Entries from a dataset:
================================
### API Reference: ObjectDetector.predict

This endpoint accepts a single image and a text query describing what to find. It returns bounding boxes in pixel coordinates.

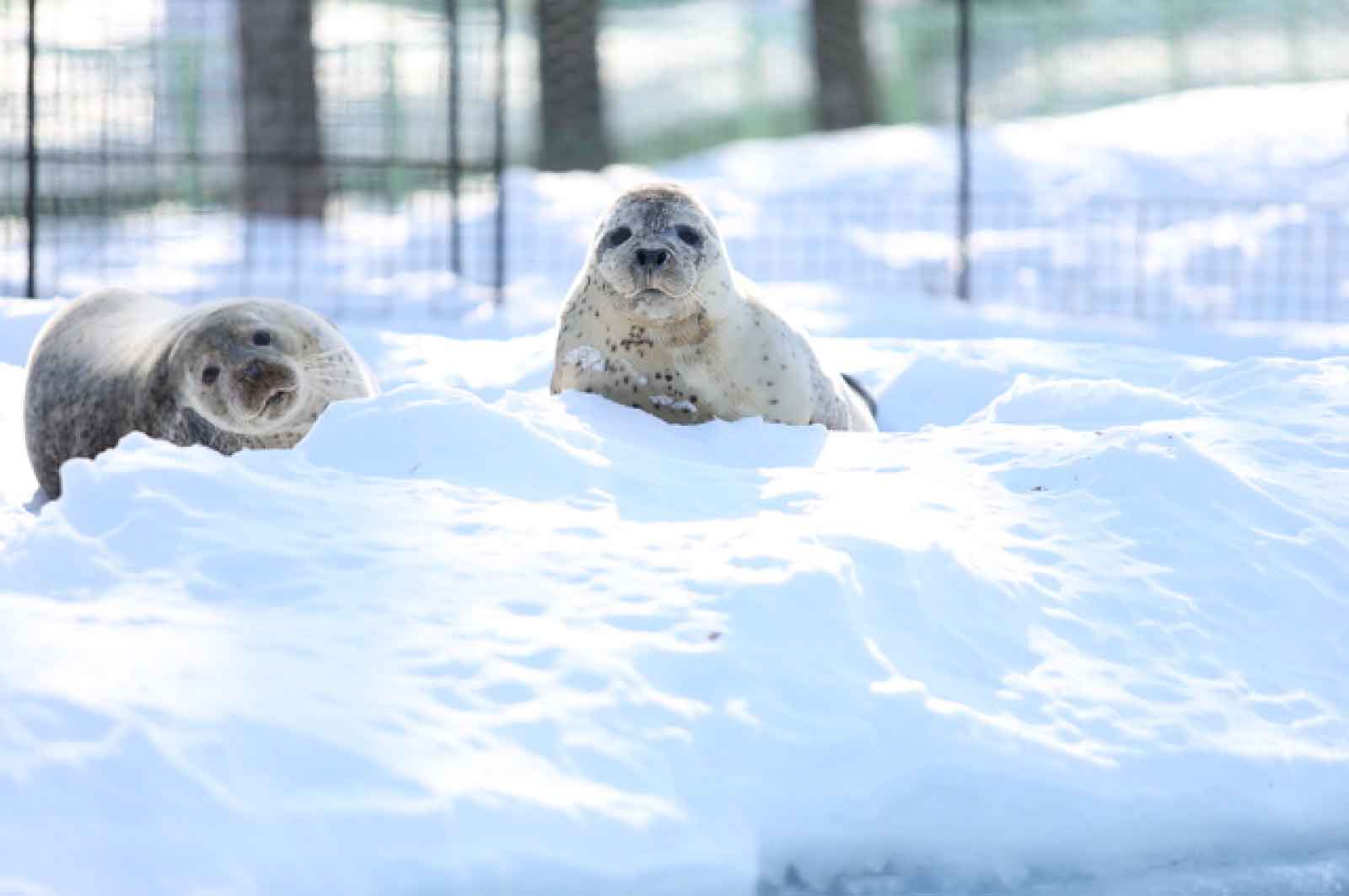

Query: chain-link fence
[0,0,1349,319]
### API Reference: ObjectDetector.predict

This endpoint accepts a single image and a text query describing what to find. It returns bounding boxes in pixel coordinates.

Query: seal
[551,184,877,432]
[23,287,378,498]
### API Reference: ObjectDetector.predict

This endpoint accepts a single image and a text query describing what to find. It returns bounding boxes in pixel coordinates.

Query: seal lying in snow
[23,289,378,498]
[551,184,875,432]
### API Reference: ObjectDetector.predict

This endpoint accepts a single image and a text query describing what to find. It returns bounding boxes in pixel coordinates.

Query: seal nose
[636,249,670,271]
[239,357,267,384]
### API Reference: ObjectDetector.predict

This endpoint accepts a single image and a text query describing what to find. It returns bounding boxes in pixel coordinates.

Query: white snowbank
[0,80,1349,896]
[0,322,1349,893]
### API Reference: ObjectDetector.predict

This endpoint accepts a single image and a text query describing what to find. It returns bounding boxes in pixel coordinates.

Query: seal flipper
[839,373,877,420]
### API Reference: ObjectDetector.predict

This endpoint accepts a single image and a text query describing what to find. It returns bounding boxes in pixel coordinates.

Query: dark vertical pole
[955,0,973,303]
[23,0,38,298]
[445,0,464,282]
[492,0,506,306]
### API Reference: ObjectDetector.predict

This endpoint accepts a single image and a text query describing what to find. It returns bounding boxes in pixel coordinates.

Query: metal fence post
[955,0,973,303]
[23,0,38,298]
[492,0,506,308]
[445,0,464,283]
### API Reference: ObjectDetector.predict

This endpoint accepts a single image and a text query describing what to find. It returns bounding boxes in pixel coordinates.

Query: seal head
[589,184,731,324]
================================
## [Direction]
Recast all the entries above as a two-column CSV with the header request,answer, one row per entry. Put each request's text and its answer in a single quoted field with line breaks turned into spaces, and leave the pictures out.

## [The reply]
request,answer
"### API Reference: ObjectDetector.predict This endpoint accepts a single image and a text query describing what to find. It returns bounding boxes in pixel coordinates. Query: chain-link fence","[0,0,1349,319]"
"### API Reference: ObjectDetector.predict This endpoint accepts a single image and a text query describing what to find. It returns bounding boxes in pixel coordinates. Query: seal","[551,184,877,432] [23,287,378,498]"
"### API Reference: ObjectDetector.predict This endpoint accepts a single image and a text query describing what to find. It returns bounding boxes in pixel coordinates. Query: seal lying in snow","[23,289,378,498] [551,184,875,432]"
"### API Reference: ObjectDetector.predict This endpoint accepts a single image and a text query describing what to find. It returns bounding boxes in pixel coordinates. Query: seal nose","[636,249,670,271] [239,357,267,384]"
"### API Reference: ObjectDetector.predict This endpoint accepts a single image and a text query describing what to find. It returns bounding boxes in pixel coordinates. Query: white snowbank","[0,80,1349,896] [0,322,1349,893]"
"### API Reference: ObjectDetector.predict This endpoint accepts a single image and a text query describing what to find. It returns bounding boxes in pixel coordinates. Query: seal flipper","[839,373,877,420]"
"### API Reference: ObjectDetector.predict This endpoint accepts a single image and a text query describing what to find. It returns bounding boxes in pixel coordinates. Query: dark vertical pole","[955,0,973,303] [23,0,38,298] [445,0,464,282] [492,0,506,306]"
"### API Reference: ObjectDetector.predict This endpoint accepts a single image and a text query describing what to find. It returns bounding boxes in pixel coordinates. Query: metal fence post","[955,0,973,303] [23,0,38,298] [492,0,506,308] [445,0,464,283]"
"### API Reference: ObjectDetector.predict This endpoint accepts a single image and a text query describing what to find. It returns bounding boxes in pixel coordinates. Query: seal head","[589,184,731,324]"